[[ DATA SUPPLIED, beginning ]]

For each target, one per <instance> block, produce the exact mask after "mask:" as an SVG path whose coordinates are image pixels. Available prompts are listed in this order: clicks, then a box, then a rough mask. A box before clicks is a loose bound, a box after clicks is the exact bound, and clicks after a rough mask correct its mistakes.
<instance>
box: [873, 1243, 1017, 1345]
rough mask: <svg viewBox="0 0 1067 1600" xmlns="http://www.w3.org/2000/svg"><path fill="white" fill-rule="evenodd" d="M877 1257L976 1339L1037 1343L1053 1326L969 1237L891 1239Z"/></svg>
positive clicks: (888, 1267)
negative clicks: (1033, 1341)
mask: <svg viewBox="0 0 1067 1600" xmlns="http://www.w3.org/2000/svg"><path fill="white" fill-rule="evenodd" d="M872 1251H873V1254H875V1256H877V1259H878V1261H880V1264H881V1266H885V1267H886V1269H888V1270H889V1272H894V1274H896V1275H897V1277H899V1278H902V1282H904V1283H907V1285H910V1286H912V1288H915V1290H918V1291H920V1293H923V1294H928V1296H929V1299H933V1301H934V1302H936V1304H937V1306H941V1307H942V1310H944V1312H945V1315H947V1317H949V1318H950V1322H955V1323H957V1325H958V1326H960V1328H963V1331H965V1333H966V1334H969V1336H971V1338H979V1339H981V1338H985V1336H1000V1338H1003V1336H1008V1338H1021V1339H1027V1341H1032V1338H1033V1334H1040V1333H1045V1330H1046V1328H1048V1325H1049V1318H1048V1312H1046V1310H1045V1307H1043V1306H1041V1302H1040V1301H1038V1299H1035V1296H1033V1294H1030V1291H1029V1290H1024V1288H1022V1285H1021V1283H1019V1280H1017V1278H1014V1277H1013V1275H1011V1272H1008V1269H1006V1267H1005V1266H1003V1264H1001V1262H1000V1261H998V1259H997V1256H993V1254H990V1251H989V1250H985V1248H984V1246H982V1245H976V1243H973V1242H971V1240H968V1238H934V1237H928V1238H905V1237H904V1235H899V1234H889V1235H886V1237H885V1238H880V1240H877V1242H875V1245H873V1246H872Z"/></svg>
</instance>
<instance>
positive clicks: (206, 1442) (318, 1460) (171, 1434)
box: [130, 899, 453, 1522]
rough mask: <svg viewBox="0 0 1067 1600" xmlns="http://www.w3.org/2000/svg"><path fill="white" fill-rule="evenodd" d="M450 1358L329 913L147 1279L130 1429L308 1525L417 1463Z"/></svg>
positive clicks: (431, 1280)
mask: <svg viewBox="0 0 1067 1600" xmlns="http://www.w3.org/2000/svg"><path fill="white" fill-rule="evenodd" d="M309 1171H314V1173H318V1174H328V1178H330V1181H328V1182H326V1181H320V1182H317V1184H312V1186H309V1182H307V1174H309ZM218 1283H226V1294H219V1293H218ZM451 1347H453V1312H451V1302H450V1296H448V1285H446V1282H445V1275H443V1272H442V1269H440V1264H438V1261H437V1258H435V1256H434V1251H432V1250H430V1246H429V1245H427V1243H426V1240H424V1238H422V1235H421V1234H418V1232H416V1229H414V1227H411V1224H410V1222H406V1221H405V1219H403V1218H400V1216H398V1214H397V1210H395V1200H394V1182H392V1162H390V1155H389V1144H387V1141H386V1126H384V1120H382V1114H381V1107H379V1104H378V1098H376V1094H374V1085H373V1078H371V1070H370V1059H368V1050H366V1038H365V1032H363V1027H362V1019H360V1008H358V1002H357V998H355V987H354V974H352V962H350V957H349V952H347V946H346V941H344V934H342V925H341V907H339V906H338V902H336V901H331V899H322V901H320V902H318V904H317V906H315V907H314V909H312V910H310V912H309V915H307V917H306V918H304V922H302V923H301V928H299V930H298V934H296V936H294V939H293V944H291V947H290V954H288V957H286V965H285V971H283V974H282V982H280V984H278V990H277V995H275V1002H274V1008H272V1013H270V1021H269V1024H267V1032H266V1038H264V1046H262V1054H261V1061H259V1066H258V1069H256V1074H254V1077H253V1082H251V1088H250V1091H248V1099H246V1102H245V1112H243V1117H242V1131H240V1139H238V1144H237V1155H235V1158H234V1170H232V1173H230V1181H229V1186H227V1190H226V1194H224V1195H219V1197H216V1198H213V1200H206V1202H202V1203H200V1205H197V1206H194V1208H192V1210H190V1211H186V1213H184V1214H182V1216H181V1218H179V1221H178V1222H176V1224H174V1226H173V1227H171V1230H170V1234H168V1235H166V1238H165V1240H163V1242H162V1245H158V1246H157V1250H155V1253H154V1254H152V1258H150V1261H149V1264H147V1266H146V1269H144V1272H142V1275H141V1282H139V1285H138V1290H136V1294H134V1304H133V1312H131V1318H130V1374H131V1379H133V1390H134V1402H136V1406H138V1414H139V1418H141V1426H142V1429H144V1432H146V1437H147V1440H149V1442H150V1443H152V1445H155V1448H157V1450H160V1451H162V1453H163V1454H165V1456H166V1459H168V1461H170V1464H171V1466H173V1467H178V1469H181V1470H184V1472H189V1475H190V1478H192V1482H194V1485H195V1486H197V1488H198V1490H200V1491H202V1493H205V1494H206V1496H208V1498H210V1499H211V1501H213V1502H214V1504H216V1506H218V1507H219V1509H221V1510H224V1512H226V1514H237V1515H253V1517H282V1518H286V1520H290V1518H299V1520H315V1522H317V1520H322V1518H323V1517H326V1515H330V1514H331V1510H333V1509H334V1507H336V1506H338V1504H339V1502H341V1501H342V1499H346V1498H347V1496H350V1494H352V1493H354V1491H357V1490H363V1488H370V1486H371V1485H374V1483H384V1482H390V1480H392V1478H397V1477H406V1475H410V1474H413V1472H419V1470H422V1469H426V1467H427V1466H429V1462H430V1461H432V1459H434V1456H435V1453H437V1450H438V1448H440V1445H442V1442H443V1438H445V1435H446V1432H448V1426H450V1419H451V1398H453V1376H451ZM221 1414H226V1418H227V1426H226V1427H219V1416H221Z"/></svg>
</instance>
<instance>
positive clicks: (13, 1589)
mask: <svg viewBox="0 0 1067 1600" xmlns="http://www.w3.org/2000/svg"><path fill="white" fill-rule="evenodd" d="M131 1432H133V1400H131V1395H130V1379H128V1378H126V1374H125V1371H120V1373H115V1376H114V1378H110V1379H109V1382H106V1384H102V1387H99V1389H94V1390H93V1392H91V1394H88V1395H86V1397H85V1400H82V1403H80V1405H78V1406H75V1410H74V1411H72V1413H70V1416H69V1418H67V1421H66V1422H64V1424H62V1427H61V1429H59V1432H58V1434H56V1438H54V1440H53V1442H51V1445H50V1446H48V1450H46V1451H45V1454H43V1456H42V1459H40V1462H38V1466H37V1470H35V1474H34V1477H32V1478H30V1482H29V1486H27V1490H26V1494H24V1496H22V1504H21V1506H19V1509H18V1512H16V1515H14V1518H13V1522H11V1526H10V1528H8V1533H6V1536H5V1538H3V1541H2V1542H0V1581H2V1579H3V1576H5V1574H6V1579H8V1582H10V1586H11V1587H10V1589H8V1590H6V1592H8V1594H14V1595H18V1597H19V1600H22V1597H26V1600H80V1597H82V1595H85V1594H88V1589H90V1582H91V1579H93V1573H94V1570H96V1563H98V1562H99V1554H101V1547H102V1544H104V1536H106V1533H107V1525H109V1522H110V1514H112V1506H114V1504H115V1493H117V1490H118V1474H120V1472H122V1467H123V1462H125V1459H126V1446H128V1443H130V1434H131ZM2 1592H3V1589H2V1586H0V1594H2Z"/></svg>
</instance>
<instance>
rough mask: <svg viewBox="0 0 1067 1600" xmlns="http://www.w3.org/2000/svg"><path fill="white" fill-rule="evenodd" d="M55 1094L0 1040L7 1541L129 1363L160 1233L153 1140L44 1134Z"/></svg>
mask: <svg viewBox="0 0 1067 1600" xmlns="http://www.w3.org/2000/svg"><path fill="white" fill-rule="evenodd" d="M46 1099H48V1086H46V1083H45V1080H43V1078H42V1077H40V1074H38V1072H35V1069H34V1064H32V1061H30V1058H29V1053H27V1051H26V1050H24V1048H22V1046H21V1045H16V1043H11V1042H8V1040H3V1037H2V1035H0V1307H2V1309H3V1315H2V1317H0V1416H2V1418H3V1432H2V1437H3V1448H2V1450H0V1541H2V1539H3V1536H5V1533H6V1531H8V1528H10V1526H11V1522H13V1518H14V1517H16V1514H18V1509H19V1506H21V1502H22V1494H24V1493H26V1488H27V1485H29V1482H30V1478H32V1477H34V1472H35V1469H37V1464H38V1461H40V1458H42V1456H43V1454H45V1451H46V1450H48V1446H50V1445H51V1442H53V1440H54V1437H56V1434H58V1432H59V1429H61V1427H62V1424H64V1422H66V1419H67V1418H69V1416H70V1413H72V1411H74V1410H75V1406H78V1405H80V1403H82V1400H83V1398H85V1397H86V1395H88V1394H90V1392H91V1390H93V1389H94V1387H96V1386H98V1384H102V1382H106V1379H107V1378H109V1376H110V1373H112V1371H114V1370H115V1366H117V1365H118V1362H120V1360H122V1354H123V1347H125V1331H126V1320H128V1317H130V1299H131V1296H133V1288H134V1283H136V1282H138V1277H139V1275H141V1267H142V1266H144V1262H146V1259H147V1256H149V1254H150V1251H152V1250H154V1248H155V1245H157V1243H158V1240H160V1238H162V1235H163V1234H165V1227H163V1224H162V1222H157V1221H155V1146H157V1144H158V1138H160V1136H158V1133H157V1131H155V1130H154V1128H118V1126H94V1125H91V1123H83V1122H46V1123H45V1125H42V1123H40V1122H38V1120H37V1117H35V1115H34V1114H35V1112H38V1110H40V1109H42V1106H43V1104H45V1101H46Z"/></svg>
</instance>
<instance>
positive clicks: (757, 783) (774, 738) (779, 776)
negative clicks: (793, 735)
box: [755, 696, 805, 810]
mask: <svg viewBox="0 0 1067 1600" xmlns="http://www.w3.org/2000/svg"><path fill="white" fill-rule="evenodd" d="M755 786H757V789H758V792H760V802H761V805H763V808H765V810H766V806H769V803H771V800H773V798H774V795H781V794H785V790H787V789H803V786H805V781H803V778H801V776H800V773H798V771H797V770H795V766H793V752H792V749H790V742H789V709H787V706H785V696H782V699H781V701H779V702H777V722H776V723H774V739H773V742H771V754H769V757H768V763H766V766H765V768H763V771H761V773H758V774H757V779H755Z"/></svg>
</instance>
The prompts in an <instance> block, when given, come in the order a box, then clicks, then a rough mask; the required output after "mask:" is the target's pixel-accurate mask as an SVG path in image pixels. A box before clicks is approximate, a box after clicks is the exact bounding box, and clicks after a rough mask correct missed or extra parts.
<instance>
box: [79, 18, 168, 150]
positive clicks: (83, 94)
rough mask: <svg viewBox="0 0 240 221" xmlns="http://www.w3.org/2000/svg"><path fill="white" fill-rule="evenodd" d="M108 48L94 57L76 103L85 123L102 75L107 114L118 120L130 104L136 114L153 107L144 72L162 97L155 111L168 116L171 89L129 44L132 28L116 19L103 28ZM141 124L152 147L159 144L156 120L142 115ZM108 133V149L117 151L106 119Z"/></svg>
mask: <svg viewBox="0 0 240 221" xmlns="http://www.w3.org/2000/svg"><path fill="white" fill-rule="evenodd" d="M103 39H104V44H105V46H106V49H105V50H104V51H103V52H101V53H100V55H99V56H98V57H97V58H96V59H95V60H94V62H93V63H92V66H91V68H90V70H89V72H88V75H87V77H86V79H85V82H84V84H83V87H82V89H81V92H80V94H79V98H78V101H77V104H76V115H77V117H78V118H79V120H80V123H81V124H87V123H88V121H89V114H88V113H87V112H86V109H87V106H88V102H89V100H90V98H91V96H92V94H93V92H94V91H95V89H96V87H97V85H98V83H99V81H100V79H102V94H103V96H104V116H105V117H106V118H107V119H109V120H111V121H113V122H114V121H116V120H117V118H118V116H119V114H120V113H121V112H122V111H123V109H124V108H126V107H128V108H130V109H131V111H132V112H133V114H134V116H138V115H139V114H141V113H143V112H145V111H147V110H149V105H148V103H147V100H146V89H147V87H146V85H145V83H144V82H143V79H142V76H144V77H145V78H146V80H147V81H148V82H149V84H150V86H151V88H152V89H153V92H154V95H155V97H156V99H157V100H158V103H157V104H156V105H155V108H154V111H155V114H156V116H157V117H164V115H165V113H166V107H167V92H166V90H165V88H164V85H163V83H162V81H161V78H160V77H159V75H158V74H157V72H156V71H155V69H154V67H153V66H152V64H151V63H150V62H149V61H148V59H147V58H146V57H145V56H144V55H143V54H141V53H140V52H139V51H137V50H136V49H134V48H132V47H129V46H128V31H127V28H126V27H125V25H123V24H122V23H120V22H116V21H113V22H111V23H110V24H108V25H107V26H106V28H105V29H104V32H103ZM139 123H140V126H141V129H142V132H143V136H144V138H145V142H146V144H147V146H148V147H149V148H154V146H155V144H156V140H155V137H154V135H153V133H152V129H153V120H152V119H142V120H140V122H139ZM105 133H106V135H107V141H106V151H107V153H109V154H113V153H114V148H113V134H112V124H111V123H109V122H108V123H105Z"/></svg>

[[ DATA SUPPLIED, end ]]

# [ACTIVITY]
Up to and including the line that contains "positive clicks: (888, 1267)", restate each line of the material above word for word, beginning with its first line.

# [REPLY TO THE EXERCISE]
For each target, one per <instance> block, produce the exact mask after "mask:" as an SVG path whose coordinates are image pixels. Available prompts are listed in this order: clicks, then a box, then a rough mask. A box before clicks is a loose bound, a box after clicks is the exact bound, and clicks after a rough mask correct its mistakes.
<instance>
box: [873, 1243, 1017, 1345]
rough mask: <svg viewBox="0 0 1067 1600" xmlns="http://www.w3.org/2000/svg"><path fill="white" fill-rule="evenodd" d="M877 1257L976 1339L1037 1343L1053 1326L969 1237L891 1239Z"/></svg>
positive clicks: (888, 1267)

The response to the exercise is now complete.